* _INSTRUCTION 1_: In the music production case study, how often did the coaching calls with John take place?
* _INSTRUCTION 2_: Please continue the music production case study from the point where the text stops.

* _PASSAGE_:
%%

Case Study: How to Systematically Learn Music Production (with John Lavido)

It’s Boxing Day, 2015.

I check my email to make sure there’s nothing urgent and see the following:

I take a few days to respond. We jump on a Skype call, and within 30 minutes we’ve decided upon a coaching arrangement.

Once every two weeks for the past year, I’ve done coaching calls with John. I’ve given him feedback on his music, answered questions, given advice…

…but John’s done most of the work. In fact, the reason John has made more progress in 12 months than anyone else I’ve ever seen is because of his systematic/deliberate approach to learning, and that’s exactly what this case study is about.

Before & after

I can tell you that John has made immense progress, but I’d rather let you hear for yourself.

Before:

After (11 months later):

What this case study covers

This case study is split up in to two parts: there’s an embedded video interview with John, and an article underneath which expands on points brought up during the interview.

You’ll discover:

  • How to combat overwhelm/concern about how much time is needed to become proficient (as a new producer)
  • Deliberate practice—what is it? How can producers practice deliberately?
  • John’s system for learning melody writing
  • How to create your own systems by identifying weaknesses
  • Why 12 hours a day in the studio isn’t necessary (and why working 12 hours may be a sign you’re not practicing properly or hard enough)
  • How John would coach a complete beginner (for 30 days)
  • John’s work routine

There are also a bunch of book recommendations scattered throughout. Make sure to pick ’em up if you want to learn more about this stuff.

Video interview

Reducing overwhelm

Want to take up music production but feel hesitant due to the amount of time involved?

First, know that it’s normal to feel this way, especially if you’ve been pondering it for a long time. Developing a skill, taking up a hobby, learning how to create something well, takes a lot of time. It’s a craft.

And you’re not going to become good overnight. John’s advice?

“You don’t really need to know exactly where you’re going, you just need to follow the clues. You just need to know what the next step or next few steps are.”

In other words, stop thinking about the end point and how long it will take to get there. That’s a recipe for overwhelm and frustration.

If you’ve never used a DAW in your life and you’re thinking about how long it’s going to take you to headline at Tomorrowland, then of course you’re going to feel overwhelmed.

Instead, take it easy. Just play around for a bit. Focus on the next few steps.

As John said in the interview, he took up music production in a very casual way:

Let’s just—I don’t know, let’s just make a bit of music.

That was sort of my attitude for a while. It wasn’t until April, this year [2016]—so a good 5 months later—when I really decided that I was going to go all in on this and make business my side thing and music my full time thing.

So up until that point, it was just exploration. My intention was initially just to explore music and see if it was something I wanted to pursue. By April I was like ‘Yeah, I’m going to keep going with this.'”

%%

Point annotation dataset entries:
%%

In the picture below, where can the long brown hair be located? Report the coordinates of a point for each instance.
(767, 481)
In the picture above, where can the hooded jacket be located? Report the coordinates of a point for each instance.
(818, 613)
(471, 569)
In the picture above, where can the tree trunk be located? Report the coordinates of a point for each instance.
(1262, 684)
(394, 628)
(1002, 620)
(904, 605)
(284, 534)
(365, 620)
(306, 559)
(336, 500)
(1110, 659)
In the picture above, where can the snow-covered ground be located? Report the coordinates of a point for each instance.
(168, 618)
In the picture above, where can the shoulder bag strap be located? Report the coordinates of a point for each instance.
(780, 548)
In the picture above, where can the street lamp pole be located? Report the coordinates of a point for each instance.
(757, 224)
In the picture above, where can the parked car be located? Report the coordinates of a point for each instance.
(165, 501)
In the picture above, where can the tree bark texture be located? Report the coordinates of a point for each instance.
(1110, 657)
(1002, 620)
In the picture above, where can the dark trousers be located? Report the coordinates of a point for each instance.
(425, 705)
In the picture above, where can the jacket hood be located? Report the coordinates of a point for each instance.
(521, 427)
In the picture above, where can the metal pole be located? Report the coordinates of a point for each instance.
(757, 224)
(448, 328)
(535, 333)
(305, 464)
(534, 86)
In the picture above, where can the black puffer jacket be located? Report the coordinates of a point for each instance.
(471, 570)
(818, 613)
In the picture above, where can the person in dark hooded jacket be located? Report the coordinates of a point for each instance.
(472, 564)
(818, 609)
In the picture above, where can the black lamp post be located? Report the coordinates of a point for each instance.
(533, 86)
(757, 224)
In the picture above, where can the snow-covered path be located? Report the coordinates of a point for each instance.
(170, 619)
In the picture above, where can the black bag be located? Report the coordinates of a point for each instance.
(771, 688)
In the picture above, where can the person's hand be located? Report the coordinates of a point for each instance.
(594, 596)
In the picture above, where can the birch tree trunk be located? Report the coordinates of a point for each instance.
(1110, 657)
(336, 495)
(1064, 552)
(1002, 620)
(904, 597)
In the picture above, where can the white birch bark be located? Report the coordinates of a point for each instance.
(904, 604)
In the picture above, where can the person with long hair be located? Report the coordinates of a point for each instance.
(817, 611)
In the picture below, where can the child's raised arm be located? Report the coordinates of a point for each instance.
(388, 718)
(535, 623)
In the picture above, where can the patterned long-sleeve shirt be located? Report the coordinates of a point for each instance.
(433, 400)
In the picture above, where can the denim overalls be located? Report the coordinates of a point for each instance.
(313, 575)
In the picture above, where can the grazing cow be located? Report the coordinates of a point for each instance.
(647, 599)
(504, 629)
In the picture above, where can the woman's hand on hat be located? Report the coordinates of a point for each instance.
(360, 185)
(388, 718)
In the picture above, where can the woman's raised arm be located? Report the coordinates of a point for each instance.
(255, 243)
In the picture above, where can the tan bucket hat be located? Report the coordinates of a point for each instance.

%%

* _EXERCISE ANSWER 1_: Once every two weeks.

* _EXERCISE ANSWER 2_:
If you’re hesitant, just explore. One of two things will happen: you won’t like it and you’ll quit, or you’ll like it and keep going with it.

Purposeful or deliberate practice

John and I are huge fans of Anders Ericsson and his book Peak: Secrets From The New Science of Expertise (John recommends this in the interview, and I’ve recommended it numerous times. It’s also on the EDMProd book list).

Update: John has published an exclusive article with Anders Ericsson which can be read here: How To Produce Professional Music Within 12 Months (Instead of 4+ Years…)

If you’re not sure who Ericsson is, he’s one of the leading researchers (if not the leading researcher) on the science of expertise and practice. He’s the pioneer behind the deliberate practice concept, which contrasts significantly to how most of us think about practice:

“The deliberate-practice mindset offers a very different view: anyone can improve, but it requires the right approach. If you are not improving, it’s not because you lack innate talent; it’s because you’re not practicing the right way. Once you understand this, improvement becomes a matter of figuring out what the ‘right way’ is.”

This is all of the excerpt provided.